**ACTION ITEM**
Read through the listing below, and copy every line where the string "tree" appears.

───

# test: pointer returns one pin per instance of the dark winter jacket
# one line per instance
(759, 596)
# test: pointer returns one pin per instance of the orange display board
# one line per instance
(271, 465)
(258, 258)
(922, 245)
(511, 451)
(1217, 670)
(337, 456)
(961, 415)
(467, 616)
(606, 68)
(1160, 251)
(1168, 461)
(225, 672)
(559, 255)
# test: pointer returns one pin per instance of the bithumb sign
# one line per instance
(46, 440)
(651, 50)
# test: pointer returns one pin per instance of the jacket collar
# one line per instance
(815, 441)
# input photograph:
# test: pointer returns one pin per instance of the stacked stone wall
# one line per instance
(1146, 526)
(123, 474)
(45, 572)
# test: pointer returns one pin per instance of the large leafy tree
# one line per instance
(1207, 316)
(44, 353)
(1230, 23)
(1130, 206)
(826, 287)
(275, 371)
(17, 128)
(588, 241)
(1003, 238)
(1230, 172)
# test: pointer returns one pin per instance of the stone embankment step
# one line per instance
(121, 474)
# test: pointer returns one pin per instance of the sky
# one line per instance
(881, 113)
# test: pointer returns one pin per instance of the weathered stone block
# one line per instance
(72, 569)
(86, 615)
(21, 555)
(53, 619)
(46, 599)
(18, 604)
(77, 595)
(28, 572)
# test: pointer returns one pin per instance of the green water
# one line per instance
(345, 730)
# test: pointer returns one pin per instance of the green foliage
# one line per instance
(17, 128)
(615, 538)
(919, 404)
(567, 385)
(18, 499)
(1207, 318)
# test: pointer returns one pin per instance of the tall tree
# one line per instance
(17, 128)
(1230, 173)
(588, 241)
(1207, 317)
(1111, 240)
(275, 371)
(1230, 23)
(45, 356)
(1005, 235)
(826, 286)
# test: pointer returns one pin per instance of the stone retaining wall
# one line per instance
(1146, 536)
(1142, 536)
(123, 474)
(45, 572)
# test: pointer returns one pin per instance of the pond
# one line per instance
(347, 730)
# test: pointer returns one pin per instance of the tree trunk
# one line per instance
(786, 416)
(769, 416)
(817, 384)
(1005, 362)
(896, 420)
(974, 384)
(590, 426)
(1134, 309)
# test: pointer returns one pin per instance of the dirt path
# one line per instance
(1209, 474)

───

**WORKED SOLUTION**
# test: pointer returns one pin per instance of the large leafy tree
# test: pointer returns one pin per instance of the tall tree
# test: pointer returns one pin per instance of the tree trunk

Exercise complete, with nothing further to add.